Short problem =>
Reproduce all of the material below word for word, including every coordinate. Leave the pictures out of your answer.

Excerpts from a location annotation dataset:
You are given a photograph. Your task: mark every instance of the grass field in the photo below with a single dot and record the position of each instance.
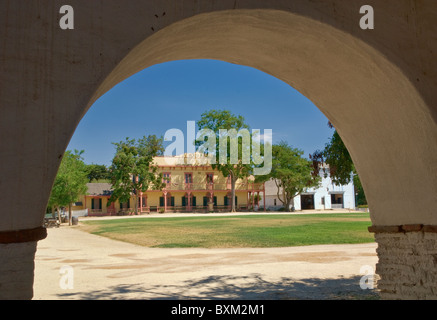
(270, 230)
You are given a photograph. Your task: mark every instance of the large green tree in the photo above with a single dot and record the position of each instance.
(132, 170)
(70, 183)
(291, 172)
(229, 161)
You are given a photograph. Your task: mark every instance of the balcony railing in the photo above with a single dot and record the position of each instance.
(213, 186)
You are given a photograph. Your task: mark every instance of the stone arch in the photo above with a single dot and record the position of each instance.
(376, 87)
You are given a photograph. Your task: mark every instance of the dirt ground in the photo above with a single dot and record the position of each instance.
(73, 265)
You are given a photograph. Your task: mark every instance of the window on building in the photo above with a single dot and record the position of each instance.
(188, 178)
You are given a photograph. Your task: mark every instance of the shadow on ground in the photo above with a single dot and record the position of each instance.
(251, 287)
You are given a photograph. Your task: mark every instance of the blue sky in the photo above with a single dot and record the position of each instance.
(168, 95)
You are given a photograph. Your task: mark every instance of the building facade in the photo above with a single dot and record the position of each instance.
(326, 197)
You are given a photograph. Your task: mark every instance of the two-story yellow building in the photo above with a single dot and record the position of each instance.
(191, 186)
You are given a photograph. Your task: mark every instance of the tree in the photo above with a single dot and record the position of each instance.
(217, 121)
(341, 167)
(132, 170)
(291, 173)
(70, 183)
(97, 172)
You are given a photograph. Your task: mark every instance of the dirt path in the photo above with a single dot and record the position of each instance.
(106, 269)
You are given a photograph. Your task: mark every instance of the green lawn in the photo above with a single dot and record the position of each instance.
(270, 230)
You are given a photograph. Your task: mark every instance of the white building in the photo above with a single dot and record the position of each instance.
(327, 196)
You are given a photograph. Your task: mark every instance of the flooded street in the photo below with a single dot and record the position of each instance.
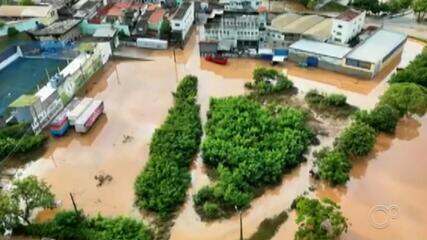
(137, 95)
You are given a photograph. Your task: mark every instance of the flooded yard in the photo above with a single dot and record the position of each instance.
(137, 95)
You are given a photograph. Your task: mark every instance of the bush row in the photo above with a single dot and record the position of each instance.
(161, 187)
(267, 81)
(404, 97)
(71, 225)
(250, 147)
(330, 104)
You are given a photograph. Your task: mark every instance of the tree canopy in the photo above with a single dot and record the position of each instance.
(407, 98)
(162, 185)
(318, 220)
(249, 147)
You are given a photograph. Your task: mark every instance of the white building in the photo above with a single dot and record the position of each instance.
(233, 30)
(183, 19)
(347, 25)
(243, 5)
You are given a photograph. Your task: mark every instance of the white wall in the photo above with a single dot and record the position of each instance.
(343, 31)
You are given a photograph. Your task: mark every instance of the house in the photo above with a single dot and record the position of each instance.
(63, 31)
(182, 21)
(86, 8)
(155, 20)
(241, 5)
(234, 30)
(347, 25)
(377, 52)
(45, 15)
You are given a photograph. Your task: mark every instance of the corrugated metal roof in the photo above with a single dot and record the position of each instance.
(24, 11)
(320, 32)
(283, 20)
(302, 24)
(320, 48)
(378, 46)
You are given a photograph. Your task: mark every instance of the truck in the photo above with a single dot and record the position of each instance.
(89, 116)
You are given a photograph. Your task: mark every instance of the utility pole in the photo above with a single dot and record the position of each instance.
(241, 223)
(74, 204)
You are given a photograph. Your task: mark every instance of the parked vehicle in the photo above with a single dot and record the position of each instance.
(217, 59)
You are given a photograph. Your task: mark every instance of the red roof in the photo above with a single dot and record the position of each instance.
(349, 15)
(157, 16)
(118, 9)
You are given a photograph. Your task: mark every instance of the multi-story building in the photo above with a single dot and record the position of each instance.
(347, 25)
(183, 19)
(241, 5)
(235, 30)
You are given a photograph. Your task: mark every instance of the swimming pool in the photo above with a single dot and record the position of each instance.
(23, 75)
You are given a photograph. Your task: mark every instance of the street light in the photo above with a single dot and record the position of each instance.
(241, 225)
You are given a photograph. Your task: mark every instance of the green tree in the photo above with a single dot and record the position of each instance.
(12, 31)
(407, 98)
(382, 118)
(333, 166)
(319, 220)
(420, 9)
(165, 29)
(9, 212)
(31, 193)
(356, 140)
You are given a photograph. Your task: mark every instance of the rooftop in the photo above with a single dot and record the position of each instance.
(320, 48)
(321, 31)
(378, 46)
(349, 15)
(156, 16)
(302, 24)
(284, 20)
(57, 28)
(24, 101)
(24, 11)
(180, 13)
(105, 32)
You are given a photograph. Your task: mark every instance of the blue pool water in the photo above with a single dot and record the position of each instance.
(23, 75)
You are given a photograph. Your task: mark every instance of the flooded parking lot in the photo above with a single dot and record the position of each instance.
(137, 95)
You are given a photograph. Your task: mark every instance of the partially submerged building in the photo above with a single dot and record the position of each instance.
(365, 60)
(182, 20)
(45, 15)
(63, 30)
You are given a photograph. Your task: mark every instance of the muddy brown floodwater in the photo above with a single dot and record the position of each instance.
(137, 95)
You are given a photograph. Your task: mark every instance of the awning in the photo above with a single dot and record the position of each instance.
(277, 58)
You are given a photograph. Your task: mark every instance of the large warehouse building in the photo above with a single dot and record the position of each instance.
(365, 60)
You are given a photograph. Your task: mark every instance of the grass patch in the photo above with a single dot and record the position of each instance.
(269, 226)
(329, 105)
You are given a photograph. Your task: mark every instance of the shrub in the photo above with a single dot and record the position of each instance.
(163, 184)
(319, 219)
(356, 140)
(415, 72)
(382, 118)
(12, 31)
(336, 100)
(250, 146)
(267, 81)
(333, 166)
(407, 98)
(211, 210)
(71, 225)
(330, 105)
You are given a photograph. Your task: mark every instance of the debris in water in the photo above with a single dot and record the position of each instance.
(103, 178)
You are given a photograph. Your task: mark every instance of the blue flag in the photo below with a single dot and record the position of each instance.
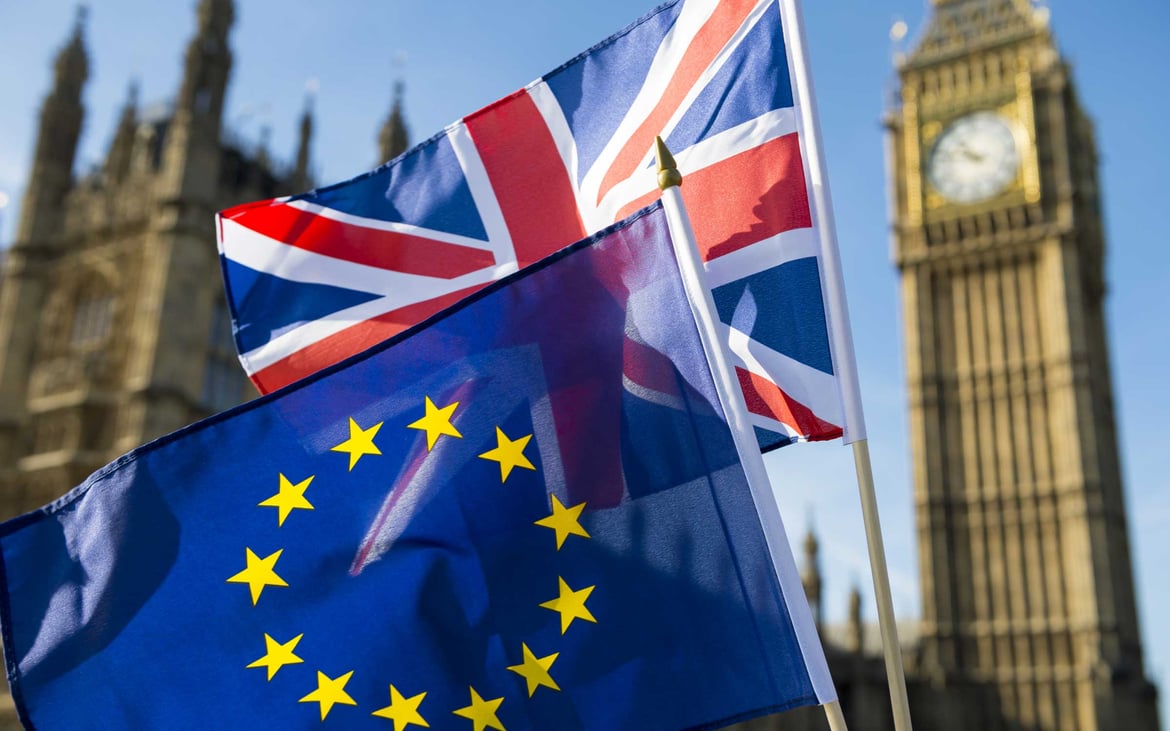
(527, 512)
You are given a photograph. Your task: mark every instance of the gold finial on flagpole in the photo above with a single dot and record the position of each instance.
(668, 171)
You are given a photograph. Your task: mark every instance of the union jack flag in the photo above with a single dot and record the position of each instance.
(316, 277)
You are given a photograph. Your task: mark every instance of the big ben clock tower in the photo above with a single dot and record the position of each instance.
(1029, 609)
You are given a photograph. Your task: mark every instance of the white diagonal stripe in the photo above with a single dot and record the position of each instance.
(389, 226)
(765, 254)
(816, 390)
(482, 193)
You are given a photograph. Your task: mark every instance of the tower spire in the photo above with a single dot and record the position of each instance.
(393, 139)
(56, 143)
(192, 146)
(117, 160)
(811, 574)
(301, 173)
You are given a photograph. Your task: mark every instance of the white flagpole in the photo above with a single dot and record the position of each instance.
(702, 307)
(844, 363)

Answer to this problem =>
You are given a photograph. Your task: mark every instance of the grass field in the photo below with a single dot and record the position of each instance.
(270, 230)
You are given a photograph. Your task: mark every instance of the large green tree in the photo above with a single dot and record the position of each instance.
(132, 170)
(70, 183)
(291, 172)
(229, 161)
You are given a photograph. Your task: mark every instance of the balcony railing in the photo above with a single dot and record the position of each instance.
(213, 186)
You are given a photograph. Your task: mark every instance of the stone arch in the photo above with a single dot and record the position of each instance.
(376, 87)
You are given a photograph. Your task: mark every instance of the dirt ground in the photo above with a single dot and record the position of each instance.
(73, 265)
You are given a photograph. Your task: mark every instance of the window on building in the photo above with a single dot and record the position of each instance.
(188, 178)
You are given a photograph. Your task: mark every instance of the shadow on ground in the photo above with a single dot and record the position of each instance.
(251, 287)
You are given a photograph. Your task: mark every instance of the blue sky in the photo above with a single dot and record the position of each instance.
(168, 95)
You are given a photograph. Your task: mark every instance of the building facade in the photo above with a single dot and record the position of each instance.
(326, 197)
You are given a photograph. Your task: mark every instance of the two-story yellow building in the photo above with a single dot and record the position of each instance.
(191, 186)
You are given a photograph. Your task: mark every instance of the tree in the photo above with a single dot and record the position of each instance.
(217, 121)
(341, 167)
(132, 170)
(291, 173)
(70, 183)
(97, 172)
You are given a photograph. Your task: mark every instance of the dirt path in the photo above with a single dot and record the position of each instance.
(106, 269)
You are given a photograph. Your task: mark every instance of the green lawn in the photo above with a single dot and record the position of each instance.
(270, 230)
You are given a photograph. Your task: mark every instance of the white building in the photo above with a single dot and record the position of each instance.
(327, 196)
You are given a photograph. Your task: mark every instance of the flooded street in the photo below with a single dot and record the position of each instance.
(137, 95)
You are given a photograph. Your task: mark every instance of the flooded yard in the photo above with a single dot and record the position of each instance.
(137, 95)
You are given a photograph. Your task: mark every instance of the bush row in the photo above with a single dot and record the position of each instance.
(161, 187)
(267, 81)
(404, 97)
(71, 225)
(250, 147)
(330, 104)
You are given a photograph. Your task: mark every instance of the tree canopy in the photo above with a single dot and record the position of each instance.
(407, 98)
(162, 185)
(318, 220)
(249, 147)
You are given a photograph. Your task: mark every instance of the white building in the photo above with a single dot and record the position of each instance.
(233, 30)
(183, 19)
(347, 25)
(243, 5)
You are given a photograph. Your task: mark every instance of the white wall in the photo above with a single dot and record the position of each instance.
(343, 31)
You are given a photograph. Your task: mark every instance of the house in the photo above with a single dot and record the position of each instance.
(63, 31)
(182, 21)
(86, 8)
(155, 20)
(241, 5)
(234, 30)
(347, 25)
(377, 52)
(45, 15)
You are given a photograph. Your task: mark every instance of the corrugated metal roof in the photo above with a single dot and record the position of each instance.
(24, 11)
(320, 32)
(283, 20)
(302, 24)
(320, 48)
(378, 46)
You are given a photograph. Your task: mark every instance of the truck in the photo above with a single dot and record the position of each instance.
(89, 116)
You are given a photograph. Your task: mark every instance of the utility pole in the photo above with a single dot and record the position of each instance.
(241, 223)
(74, 204)
You are given a photograph. Your task: mark every instance of the parked vehicle in the photo above with a single dot and record the position of each instance.
(217, 59)
You are given a photograph. Your task: mark every instance of the red roof in the photo above with a single dot and record the position of each instance.
(349, 15)
(157, 16)
(118, 9)
You are given a photograph. Your task: mark every instance of the multi-story building in the photo above with a single dot and record the position of each instance.
(347, 25)
(183, 19)
(241, 5)
(235, 30)
You are given a photograph. Your task: mark every instance of the swimming pool in the photo above with a single dot and record the position of each instance.
(23, 75)
You are given a photograph. Your task: mark every instance of the street light in the photo above with a single dot and record the position of each instance.
(241, 225)
You are given a photograph. Your task: mark every instance of the green tree in the photo above with a single dot and record the position of each instance.
(12, 31)
(407, 98)
(382, 118)
(333, 166)
(319, 220)
(420, 9)
(165, 29)
(9, 212)
(31, 193)
(356, 140)
You are given a photograph. Your task: mark every instance of the rooftop in the photo above with a single dot and record the position of each instance.
(320, 48)
(321, 31)
(378, 46)
(349, 15)
(156, 16)
(302, 24)
(284, 20)
(57, 28)
(24, 101)
(24, 11)
(180, 13)
(105, 32)
You are given a photograph. Your task: mark every instance of the blue pool water in the photo above with a single dot and record the position of each instance.
(23, 75)
You are given a photograph. Your task: mark every instance of the flooded parking lot in the photo above with a single dot and record the position of each instance.
(137, 95)
You are given a photograph. Your task: mark every instance of the partially submerged building in the photo above with a single dot and record the position of each instance.
(365, 60)
(182, 20)
(45, 15)
(63, 30)
You are given a photograph. Your task: mark every instance of the muddy brown floodwater in the photo above with a single dot and record the position of each instance.
(137, 95)
You are given a photograph. Your task: mark every instance of the awning in the photo above with a single dot and record the position of each instance.
(277, 58)
You are given a photograph. Your task: mark every instance of the large warehouse building in the photo above with a single dot and record the position of each instance.
(365, 60)
You are given a photograph. Your task: mark every instance of the grass patch in the photo above with a single dot and record the position of each instance.
(269, 226)
(329, 105)
You are given a photograph. Your task: mark every instance of the shrub in the photo above with a single dot and record the position of each instance.
(163, 184)
(319, 219)
(356, 140)
(415, 72)
(382, 118)
(12, 31)
(336, 100)
(250, 146)
(267, 81)
(333, 166)
(407, 98)
(211, 210)
(71, 225)
(330, 105)
You are given a photograph. Your task: mark every instance of the debris in water in the photo above with a single dot and record the position of each instance.
(103, 178)
You are given a photograph. Your task: mark every instance of the blue flag in the photo below with a single dot and record the position of each instance.
(527, 512)
You are given a photograph. Your task: mark every instance of the gold finial on flagpole in the photo above with a single dot and record the position of each instance.
(668, 171)
You are given a photograph. Your task: mark every instance of the union jack flag in the photo above with a single dot and record the position of each instance.
(316, 277)
You are given a photograph. Your task: mark every instance of the big ben clock tower in the photo above with a single dot and record the position of each instance.
(1029, 609)
You are given a photograph. Your task: mark every instance of the white diagonal stripe in the photo above with a single dot and record the position of each instance.
(389, 226)
(765, 254)
(816, 390)
(482, 193)
You are given a photograph. Your task: mark every instance of the tower spire in the photo above with a single dot and record the position of each instance.
(393, 139)
(56, 143)
(192, 146)
(117, 160)
(811, 574)
(301, 173)
You are given a photograph. Your task: mark every instance of the white flagpole in the photo above with a single dot and record the position of each instance.
(702, 307)
(844, 363)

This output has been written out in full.